Items from a dataset:
—————
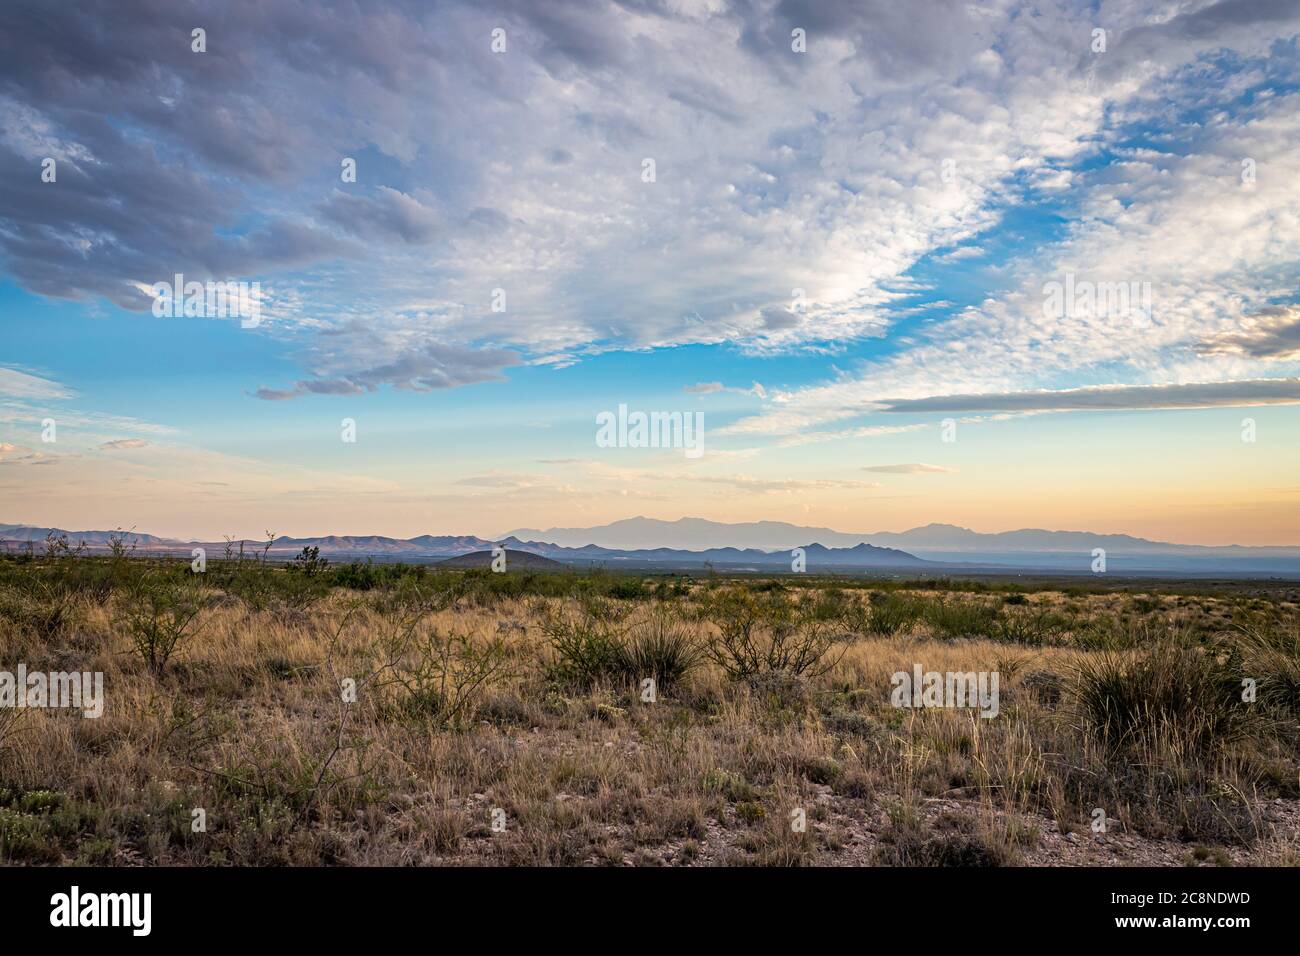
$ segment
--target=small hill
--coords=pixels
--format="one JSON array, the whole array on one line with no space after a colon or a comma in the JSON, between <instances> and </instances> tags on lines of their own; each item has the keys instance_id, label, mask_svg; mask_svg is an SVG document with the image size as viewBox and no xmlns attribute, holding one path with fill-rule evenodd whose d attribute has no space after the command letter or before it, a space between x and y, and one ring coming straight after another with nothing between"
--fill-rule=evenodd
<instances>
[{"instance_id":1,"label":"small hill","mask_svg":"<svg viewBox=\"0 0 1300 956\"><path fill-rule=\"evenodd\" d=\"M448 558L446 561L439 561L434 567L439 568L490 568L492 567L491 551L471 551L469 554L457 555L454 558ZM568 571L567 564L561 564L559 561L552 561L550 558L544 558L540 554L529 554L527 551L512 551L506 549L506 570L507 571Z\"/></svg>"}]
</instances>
—————
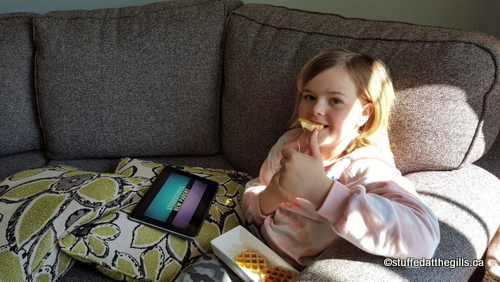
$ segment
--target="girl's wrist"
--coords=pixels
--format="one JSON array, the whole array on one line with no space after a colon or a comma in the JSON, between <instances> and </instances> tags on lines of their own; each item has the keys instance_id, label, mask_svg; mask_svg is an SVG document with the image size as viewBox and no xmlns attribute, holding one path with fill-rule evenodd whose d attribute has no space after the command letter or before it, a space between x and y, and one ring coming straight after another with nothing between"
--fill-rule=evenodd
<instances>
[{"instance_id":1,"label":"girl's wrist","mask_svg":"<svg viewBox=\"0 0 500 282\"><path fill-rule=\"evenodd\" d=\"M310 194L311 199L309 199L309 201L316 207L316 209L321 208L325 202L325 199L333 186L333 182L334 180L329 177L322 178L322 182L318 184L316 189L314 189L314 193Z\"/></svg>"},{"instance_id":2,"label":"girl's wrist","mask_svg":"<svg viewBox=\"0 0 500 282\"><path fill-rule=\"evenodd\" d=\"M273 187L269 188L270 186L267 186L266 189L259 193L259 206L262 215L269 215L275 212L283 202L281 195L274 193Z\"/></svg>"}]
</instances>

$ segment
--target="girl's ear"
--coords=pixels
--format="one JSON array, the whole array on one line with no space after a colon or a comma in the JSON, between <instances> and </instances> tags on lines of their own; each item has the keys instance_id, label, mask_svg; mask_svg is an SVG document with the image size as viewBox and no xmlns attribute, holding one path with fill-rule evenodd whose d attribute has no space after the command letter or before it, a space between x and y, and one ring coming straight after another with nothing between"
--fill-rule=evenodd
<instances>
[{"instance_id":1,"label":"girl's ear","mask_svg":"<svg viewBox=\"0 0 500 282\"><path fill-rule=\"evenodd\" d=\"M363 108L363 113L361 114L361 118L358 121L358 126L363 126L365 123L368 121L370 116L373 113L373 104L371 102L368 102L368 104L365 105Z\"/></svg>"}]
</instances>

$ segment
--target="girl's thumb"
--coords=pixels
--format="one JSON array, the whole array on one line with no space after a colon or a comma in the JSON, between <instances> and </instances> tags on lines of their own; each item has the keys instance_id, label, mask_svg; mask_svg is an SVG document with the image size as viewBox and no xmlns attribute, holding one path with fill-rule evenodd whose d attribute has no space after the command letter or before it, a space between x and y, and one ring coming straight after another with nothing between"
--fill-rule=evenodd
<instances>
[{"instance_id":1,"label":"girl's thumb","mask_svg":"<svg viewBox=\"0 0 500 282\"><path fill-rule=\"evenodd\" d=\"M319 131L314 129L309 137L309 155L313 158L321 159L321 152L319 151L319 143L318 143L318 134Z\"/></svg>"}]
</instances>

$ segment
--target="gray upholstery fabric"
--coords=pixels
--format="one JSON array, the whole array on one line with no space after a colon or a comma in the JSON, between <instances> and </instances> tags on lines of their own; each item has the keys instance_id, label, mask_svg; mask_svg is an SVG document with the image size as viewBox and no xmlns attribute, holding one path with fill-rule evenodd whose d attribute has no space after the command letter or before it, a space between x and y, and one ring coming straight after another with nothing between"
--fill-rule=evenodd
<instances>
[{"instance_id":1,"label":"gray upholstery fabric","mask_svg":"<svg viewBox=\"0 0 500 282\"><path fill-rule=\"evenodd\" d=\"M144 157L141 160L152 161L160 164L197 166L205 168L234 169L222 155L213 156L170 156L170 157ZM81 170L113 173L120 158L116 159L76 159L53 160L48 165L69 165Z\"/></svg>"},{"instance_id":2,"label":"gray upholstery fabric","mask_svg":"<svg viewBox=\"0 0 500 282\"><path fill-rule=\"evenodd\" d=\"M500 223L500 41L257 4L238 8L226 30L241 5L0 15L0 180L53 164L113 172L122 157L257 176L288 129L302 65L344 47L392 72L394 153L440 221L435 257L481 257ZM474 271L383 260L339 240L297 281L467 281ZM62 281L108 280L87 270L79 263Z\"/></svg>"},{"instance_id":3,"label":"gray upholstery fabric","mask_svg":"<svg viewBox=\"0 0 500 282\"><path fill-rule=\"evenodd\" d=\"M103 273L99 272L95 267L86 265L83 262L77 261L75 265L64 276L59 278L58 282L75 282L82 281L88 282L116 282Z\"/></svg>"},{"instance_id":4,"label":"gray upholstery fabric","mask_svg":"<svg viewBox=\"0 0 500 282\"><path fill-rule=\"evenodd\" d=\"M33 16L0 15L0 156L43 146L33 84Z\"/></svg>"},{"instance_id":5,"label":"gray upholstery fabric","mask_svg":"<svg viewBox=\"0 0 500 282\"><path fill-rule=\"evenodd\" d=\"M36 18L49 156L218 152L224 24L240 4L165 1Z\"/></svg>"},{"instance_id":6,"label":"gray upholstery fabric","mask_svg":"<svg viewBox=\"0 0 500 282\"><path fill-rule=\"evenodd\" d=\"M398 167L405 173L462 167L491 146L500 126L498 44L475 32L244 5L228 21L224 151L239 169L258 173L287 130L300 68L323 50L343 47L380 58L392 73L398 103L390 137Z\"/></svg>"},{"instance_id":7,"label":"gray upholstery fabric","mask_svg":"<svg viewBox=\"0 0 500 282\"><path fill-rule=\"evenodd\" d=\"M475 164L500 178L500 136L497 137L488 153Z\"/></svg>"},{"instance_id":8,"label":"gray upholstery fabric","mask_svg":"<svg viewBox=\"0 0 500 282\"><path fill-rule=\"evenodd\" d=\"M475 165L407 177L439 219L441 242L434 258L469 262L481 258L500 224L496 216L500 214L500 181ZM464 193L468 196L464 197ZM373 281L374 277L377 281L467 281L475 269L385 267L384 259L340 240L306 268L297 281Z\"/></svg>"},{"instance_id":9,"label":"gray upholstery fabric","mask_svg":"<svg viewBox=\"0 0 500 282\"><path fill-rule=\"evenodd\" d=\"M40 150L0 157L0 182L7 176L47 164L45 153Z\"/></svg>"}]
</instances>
—————
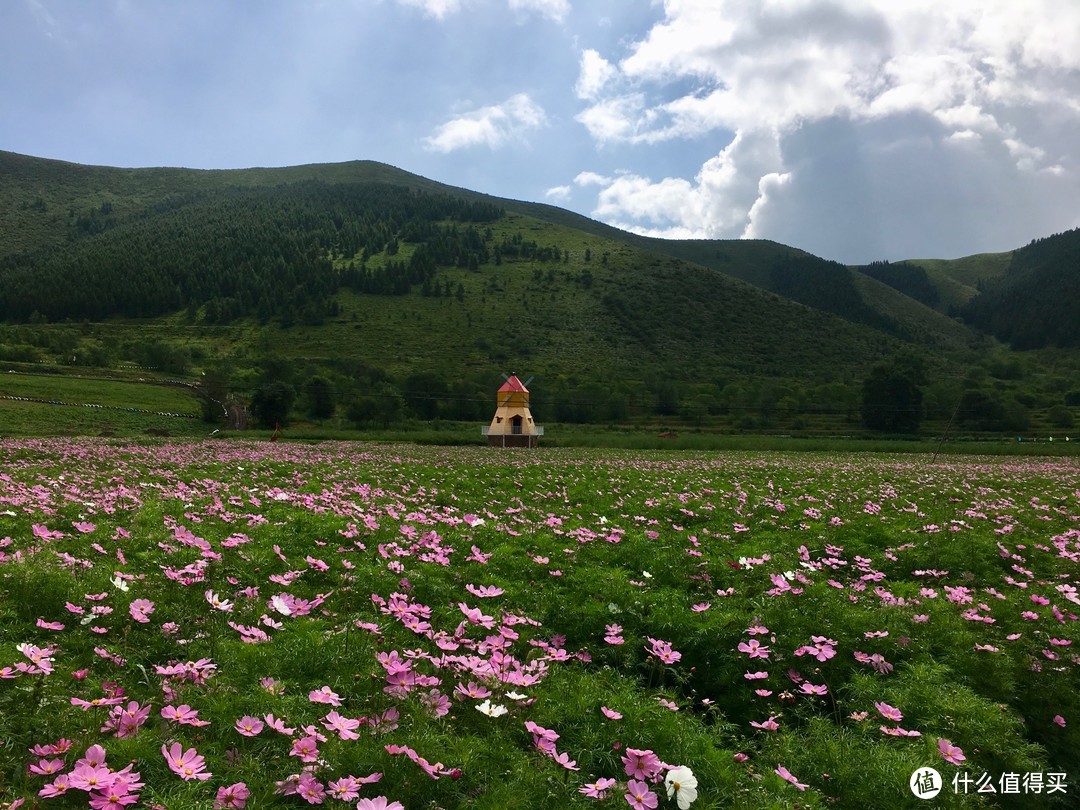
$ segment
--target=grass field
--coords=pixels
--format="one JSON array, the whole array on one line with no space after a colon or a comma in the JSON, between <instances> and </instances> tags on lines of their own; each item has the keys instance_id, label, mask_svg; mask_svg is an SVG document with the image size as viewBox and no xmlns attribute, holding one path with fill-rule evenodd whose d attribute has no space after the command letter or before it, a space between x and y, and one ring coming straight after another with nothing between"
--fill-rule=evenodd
—————
== Task item ==
If a line in the data above holds the word "target", count it, and give only the final number.

== Exercise solution ==
6